THE DATA section start

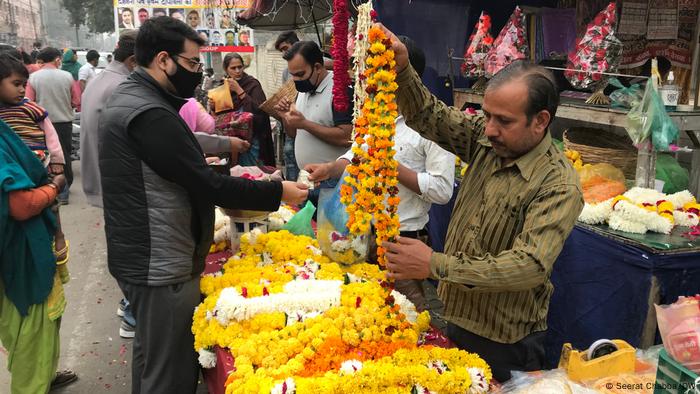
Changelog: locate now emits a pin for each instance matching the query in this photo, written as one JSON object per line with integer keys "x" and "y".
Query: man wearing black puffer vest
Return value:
{"x": 159, "y": 197}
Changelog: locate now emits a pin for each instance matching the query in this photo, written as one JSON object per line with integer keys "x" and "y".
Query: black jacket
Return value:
{"x": 158, "y": 192}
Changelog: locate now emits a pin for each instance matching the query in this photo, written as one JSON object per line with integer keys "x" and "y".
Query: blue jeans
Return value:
{"x": 291, "y": 171}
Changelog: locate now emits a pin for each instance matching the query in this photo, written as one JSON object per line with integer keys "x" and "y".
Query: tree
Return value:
{"x": 76, "y": 15}
{"x": 100, "y": 17}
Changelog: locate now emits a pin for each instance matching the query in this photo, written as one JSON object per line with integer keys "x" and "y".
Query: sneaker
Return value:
{"x": 63, "y": 378}
{"x": 126, "y": 330}
{"x": 123, "y": 304}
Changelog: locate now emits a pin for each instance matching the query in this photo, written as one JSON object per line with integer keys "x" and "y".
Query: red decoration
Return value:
{"x": 341, "y": 61}
{"x": 510, "y": 45}
{"x": 597, "y": 51}
{"x": 480, "y": 42}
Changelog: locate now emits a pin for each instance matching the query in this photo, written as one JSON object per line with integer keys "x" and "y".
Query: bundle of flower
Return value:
{"x": 510, "y": 45}
{"x": 295, "y": 322}
{"x": 370, "y": 190}
{"x": 640, "y": 210}
{"x": 480, "y": 43}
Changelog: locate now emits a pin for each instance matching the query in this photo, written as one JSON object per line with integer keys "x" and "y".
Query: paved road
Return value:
{"x": 90, "y": 342}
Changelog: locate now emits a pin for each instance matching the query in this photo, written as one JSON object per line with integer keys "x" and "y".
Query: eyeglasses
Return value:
{"x": 192, "y": 62}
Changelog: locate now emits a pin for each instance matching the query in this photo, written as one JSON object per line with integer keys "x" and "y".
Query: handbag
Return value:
{"x": 235, "y": 124}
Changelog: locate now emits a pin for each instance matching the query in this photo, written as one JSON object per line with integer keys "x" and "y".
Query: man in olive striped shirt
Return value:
{"x": 516, "y": 206}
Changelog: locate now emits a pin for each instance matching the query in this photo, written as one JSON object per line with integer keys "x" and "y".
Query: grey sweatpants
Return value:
{"x": 164, "y": 359}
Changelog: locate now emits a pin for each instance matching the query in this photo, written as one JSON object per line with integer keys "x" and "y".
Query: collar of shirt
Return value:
{"x": 525, "y": 163}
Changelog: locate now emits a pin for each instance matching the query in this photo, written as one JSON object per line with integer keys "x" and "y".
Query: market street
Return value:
{"x": 90, "y": 342}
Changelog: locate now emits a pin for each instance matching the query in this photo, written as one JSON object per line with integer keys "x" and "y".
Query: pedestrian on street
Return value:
{"x": 55, "y": 90}
{"x": 31, "y": 291}
{"x": 159, "y": 196}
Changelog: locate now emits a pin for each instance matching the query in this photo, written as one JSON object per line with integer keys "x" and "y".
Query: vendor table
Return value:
{"x": 572, "y": 109}
{"x": 606, "y": 281}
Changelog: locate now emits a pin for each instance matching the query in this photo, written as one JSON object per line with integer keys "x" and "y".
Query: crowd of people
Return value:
{"x": 144, "y": 141}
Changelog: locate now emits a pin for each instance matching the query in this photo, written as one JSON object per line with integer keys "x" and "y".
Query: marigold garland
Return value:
{"x": 373, "y": 173}
{"x": 341, "y": 79}
{"x": 366, "y": 342}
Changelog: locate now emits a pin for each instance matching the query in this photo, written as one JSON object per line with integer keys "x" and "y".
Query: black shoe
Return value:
{"x": 63, "y": 379}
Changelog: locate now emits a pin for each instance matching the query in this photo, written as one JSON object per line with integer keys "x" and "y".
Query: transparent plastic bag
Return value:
{"x": 679, "y": 325}
{"x": 649, "y": 119}
{"x": 300, "y": 223}
{"x": 675, "y": 177}
{"x": 625, "y": 97}
{"x": 334, "y": 238}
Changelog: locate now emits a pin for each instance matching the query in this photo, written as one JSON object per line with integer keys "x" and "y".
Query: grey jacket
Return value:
{"x": 93, "y": 100}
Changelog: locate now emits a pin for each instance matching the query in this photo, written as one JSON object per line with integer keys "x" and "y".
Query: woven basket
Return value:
{"x": 288, "y": 91}
{"x": 599, "y": 146}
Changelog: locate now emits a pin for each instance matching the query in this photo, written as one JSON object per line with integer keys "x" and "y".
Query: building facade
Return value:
{"x": 21, "y": 23}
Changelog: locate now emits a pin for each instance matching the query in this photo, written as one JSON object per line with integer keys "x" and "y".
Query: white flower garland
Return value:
{"x": 349, "y": 367}
{"x": 637, "y": 212}
{"x": 286, "y": 387}
{"x": 207, "y": 358}
{"x": 299, "y": 296}
{"x": 406, "y": 306}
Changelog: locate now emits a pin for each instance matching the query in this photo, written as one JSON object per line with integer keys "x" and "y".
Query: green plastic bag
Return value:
{"x": 300, "y": 223}
{"x": 675, "y": 177}
{"x": 649, "y": 119}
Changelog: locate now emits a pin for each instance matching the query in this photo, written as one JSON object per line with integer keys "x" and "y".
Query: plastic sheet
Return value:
{"x": 479, "y": 44}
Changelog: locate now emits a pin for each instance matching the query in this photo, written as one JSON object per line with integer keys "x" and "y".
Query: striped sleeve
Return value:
{"x": 449, "y": 127}
{"x": 528, "y": 264}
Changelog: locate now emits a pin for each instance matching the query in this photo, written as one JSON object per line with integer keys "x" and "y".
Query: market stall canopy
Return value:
{"x": 279, "y": 15}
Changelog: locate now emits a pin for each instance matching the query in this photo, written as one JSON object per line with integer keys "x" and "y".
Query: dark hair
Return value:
{"x": 309, "y": 50}
{"x": 49, "y": 54}
{"x": 92, "y": 55}
{"x": 26, "y": 58}
{"x": 541, "y": 85}
{"x": 125, "y": 45}
{"x": 289, "y": 37}
{"x": 231, "y": 56}
{"x": 163, "y": 34}
{"x": 9, "y": 64}
{"x": 416, "y": 56}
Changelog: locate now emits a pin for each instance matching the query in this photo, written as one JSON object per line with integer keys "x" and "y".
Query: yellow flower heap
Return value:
{"x": 373, "y": 172}
{"x": 364, "y": 340}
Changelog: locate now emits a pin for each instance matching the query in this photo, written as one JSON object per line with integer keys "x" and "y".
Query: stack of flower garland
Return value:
{"x": 296, "y": 322}
{"x": 640, "y": 210}
{"x": 370, "y": 191}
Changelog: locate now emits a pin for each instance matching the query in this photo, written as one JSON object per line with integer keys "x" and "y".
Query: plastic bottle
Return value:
{"x": 670, "y": 93}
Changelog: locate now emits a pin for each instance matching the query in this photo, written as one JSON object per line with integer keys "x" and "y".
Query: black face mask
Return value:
{"x": 305, "y": 85}
{"x": 184, "y": 81}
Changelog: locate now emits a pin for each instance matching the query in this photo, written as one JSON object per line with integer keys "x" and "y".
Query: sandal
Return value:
{"x": 63, "y": 378}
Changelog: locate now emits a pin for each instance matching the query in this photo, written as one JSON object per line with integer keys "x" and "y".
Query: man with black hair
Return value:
{"x": 159, "y": 196}
{"x": 425, "y": 175}
{"x": 517, "y": 204}
{"x": 51, "y": 88}
{"x": 87, "y": 71}
{"x": 321, "y": 134}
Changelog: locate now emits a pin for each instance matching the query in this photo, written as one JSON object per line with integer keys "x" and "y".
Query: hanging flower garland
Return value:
{"x": 341, "y": 79}
{"x": 374, "y": 172}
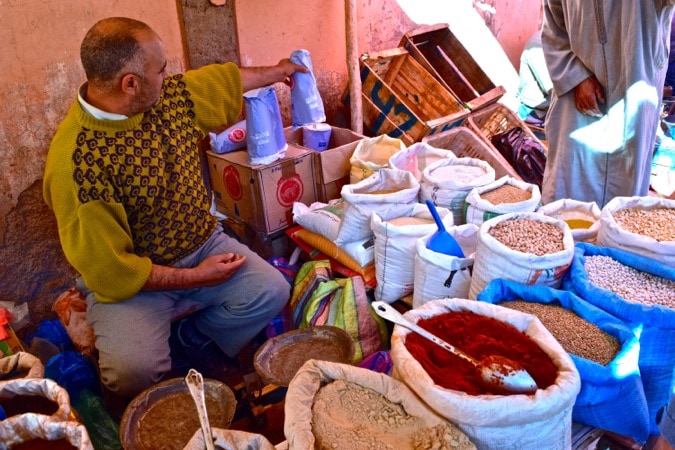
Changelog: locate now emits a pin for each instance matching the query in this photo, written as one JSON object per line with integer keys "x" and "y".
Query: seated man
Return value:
{"x": 123, "y": 179}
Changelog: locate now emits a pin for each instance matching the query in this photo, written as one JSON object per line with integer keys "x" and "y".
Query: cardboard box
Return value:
{"x": 443, "y": 56}
{"x": 403, "y": 100}
{"x": 332, "y": 165}
{"x": 262, "y": 195}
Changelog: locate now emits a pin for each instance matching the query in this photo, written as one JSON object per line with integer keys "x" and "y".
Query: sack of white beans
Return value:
{"x": 604, "y": 350}
{"x": 395, "y": 240}
{"x": 529, "y": 248}
{"x": 503, "y": 196}
{"x": 447, "y": 183}
{"x": 441, "y": 276}
{"x": 641, "y": 292}
{"x": 642, "y": 225}
{"x": 417, "y": 157}
{"x": 388, "y": 192}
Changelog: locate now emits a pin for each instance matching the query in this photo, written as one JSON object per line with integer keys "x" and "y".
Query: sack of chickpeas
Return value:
{"x": 529, "y": 248}
{"x": 438, "y": 275}
{"x": 503, "y": 196}
{"x": 641, "y": 292}
{"x": 603, "y": 348}
{"x": 447, "y": 183}
{"x": 642, "y": 225}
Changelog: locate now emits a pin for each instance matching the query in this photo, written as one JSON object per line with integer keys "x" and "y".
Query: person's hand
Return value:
{"x": 219, "y": 268}
{"x": 589, "y": 97}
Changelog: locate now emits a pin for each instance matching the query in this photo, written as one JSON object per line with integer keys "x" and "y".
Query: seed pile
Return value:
{"x": 506, "y": 193}
{"x": 629, "y": 283}
{"x": 575, "y": 334}
{"x": 529, "y": 236}
{"x": 655, "y": 223}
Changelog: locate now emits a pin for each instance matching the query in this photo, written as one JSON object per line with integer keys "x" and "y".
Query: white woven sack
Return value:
{"x": 523, "y": 422}
{"x": 495, "y": 260}
{"x": 372, "y": 155}
{"x": 362, "y": 199}
{"x": 451, "y": 191}
{"x": 417, "y": 157}
{"x": 479, "y": 210}
{"x": 441, "y": 276}
{"x": 314, "y": 374}
{"x": 610, "y": 234}
{"x": 395, "y": 250}
{"x": 567, "y": 208}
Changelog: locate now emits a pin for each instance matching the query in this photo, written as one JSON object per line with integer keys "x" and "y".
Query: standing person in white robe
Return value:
{"x": 607, "y": 60}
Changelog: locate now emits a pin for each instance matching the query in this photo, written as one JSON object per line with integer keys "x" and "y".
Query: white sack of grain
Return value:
{"x": 448, "y": 182}
{"x": 418, "y": 157}
{"x": 372, "y": 155}
{"x": 389, "y": 192}
{"x": 660, "y": 248}
{"x": 395, "y": 241}
{"x": 494, "y": 259}
{"x": 524, "y": 422}
{"x": 315, "y": 375}
{"x": 478, "y": 210}
{"x": 570, "y": 210}
{"x": 441, "y": 276}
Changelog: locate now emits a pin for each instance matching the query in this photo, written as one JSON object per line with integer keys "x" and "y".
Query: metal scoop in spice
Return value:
{"x": 499, "y": 373}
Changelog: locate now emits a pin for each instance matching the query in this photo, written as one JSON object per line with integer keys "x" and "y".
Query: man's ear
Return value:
{"x": 130, "y": 84}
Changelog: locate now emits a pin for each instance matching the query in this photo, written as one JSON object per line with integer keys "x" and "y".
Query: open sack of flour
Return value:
{"x": 372, "y": 155}
{"x": 447, "y": 183}
{"x": 529, "y": 248}
{"x": 395, "y": 240}
{"x": 438, "y": 275}
{"x": 388, "y": 192}
{"x": 505, "y": 195}
{"x": 417, "y": 157}
{"x": 265, "y": 139}
{"x": 331, "y": 405}
{"x": 542, "y": 420}
{"x": 642, "y": 225}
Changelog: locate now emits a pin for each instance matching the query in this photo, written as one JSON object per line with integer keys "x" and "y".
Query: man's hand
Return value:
{"x": 589, "y": 97}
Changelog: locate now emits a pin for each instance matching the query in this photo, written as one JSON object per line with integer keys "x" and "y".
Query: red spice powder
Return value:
{"x": 479, "y": 337}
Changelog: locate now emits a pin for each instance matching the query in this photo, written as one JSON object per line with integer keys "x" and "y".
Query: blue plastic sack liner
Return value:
{"x": 612, "y": 396}
{"x": 655, "y": 325}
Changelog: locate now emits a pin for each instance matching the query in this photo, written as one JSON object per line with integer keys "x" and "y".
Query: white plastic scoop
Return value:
{"x": 497, "y": 372}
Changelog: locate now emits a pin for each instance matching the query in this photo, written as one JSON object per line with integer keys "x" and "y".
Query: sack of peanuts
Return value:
{"x": 418, "y": 157}
{"x": 372, "y": 155}
{"x": 388, "y": 192}
{"x": 642, "y": 225}
{"x": 331, "y": 405}
{"x": 537, "y": 421}
{"x": 583, "y": 218}
{"x": 505, "y": 195}
{"x": 529, "y": 248}
{"x": 603, "y": 348}
{"x": 447, "y": 183}
{"x": 444, "y": 276}
{"x": 641, "y": 292}
{"x": 395, "y": 240}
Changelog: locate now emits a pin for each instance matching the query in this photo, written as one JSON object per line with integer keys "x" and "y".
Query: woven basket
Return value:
{"x": 465, "y": 143}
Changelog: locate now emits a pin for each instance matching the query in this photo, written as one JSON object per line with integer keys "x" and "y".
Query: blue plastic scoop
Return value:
{"x": 442, "y": 241}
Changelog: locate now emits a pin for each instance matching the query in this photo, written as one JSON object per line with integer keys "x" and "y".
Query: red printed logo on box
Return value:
{"x": 289, "y": 190}
{"x": 232, "y": 183}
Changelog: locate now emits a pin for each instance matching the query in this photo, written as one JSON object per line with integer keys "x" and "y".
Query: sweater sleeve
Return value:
{"x": 216, "y": 90}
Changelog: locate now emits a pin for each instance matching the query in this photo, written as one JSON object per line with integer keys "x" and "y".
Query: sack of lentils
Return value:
{"x": 503, "y": 196}
{"x": 448, "y": 385}
{"x": 642, "y": 225}
{"x": 529, "y": 248}
{"x": 604, "y": 349}
{"x": 641, "y": 292}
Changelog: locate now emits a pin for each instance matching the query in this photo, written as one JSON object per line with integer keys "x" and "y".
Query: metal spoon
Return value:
{"x": 195, "y": 384}
{"x": 497, "y": 372}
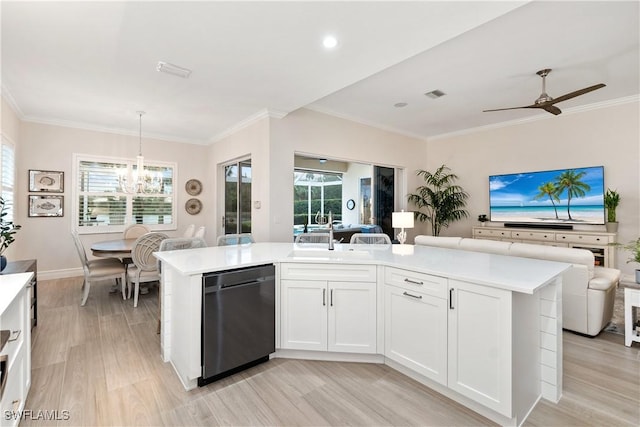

THE DATA section end

**WHAT THIS TASK INVOLVES**
Repeat the lines exactly as they stand, from the opening line of the data through the line with "Query: red decoration". Pictures stay out of the copy.

**WRITTEN ANSWER**
Changelog: locate now emits a pin for each instance matching the query in this photo, written as one JSON object per line with integer keys "x" and "y".
Query: man wearing black puffer vest
Return value:
{"x": 159, "y": 197}
Changelog: locate now emits a pin for each instance matching the query in this photo, written as one JSON object per line with integer keys "x" and "y".
Query: black jacket
Return value:
{"x": 158, "y": 192}
Changelog: locate now emits a pin for each instance matching the query in this photo, written as one JSON object per line with integer keys "x" and "y".
Query: blue jeans
Return value:
{"x": 291, "y": 171}
Changelog: locate now emits a pin for each instance matching the query in this photo, written as one JSON object per line with integer keys "x" and "y".
Query: tree
Return value:
{"x": 76, "y": 15}
{"x": 100, "y": 17}
Changelog: locate now emits a pin for each instance matching the query in this photo, written as one JSON object per line with integer keys "x" and "y".
Query: sneaker
Return value:
{"x": 63, "y": 378}
{"x": 126, "y": 330}
{"x": 123, "y": 304}
Changelog: locate now emits a pin for each instance matching the query in this photo, written as one JSON object per line with integer keys "x" and "y".
Query: red decoration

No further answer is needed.